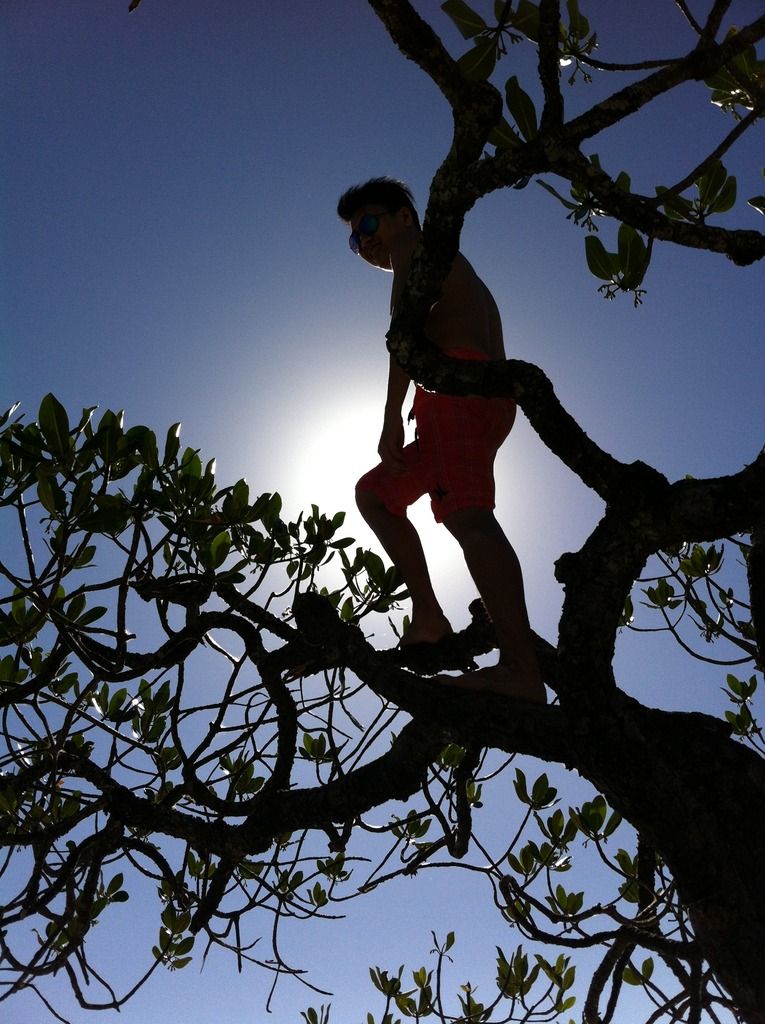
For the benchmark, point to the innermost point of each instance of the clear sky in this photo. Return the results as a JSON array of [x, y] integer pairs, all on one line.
[[170, 247]]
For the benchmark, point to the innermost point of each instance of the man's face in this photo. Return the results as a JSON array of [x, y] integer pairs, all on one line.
[[376, 229]]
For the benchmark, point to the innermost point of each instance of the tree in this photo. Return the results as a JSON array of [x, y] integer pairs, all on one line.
[[137, 580]]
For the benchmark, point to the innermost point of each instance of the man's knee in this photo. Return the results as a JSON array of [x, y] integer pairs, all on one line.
[[367, 501], [465, 522]]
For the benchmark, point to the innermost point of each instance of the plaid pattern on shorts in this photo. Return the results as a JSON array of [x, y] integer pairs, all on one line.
[[453, 457]]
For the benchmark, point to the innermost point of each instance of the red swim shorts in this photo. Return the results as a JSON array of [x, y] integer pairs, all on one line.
[[453, 457]]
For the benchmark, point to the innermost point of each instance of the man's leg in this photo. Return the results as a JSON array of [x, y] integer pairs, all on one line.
[[496, 571], [401, 544]]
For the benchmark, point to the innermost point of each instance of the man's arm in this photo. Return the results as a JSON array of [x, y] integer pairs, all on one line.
[[391, 438]]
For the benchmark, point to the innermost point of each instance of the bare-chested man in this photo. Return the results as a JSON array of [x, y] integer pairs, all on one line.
[[453, 457]]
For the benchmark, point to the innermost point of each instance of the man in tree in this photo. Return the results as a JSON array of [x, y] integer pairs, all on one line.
[[452, 459]]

##########

Only the lines from the one with "the man's leg" through the end of the material are wanted; copy them exactly, both ends included.

Reply to the exercise
For the benchmark, point to the innermost point of each instance of the man's leg in this photo. Return the results as a JSON array of [x, y] integer pairs, all on one line.
[[496, 571], [401, 544]]
For the benchmark, point to the innermost point of each instance of the man's arm in this photo. Return the results as a JSON array of [x, y] integer pairs, all on one line.
[[391, 438]]
For the benchmark, point to the innermost point of each instance of the bare-chested man in this photo. Return the results as a JSON array of [x, y] integer pairs, all on one line.
[[453, 457]]
For the benchmark, point to the innermost point of each instance of the man in tree in this photo. Return the results as a JSON array of [x, y] integer pairs, all on one line.
[[452, 459]]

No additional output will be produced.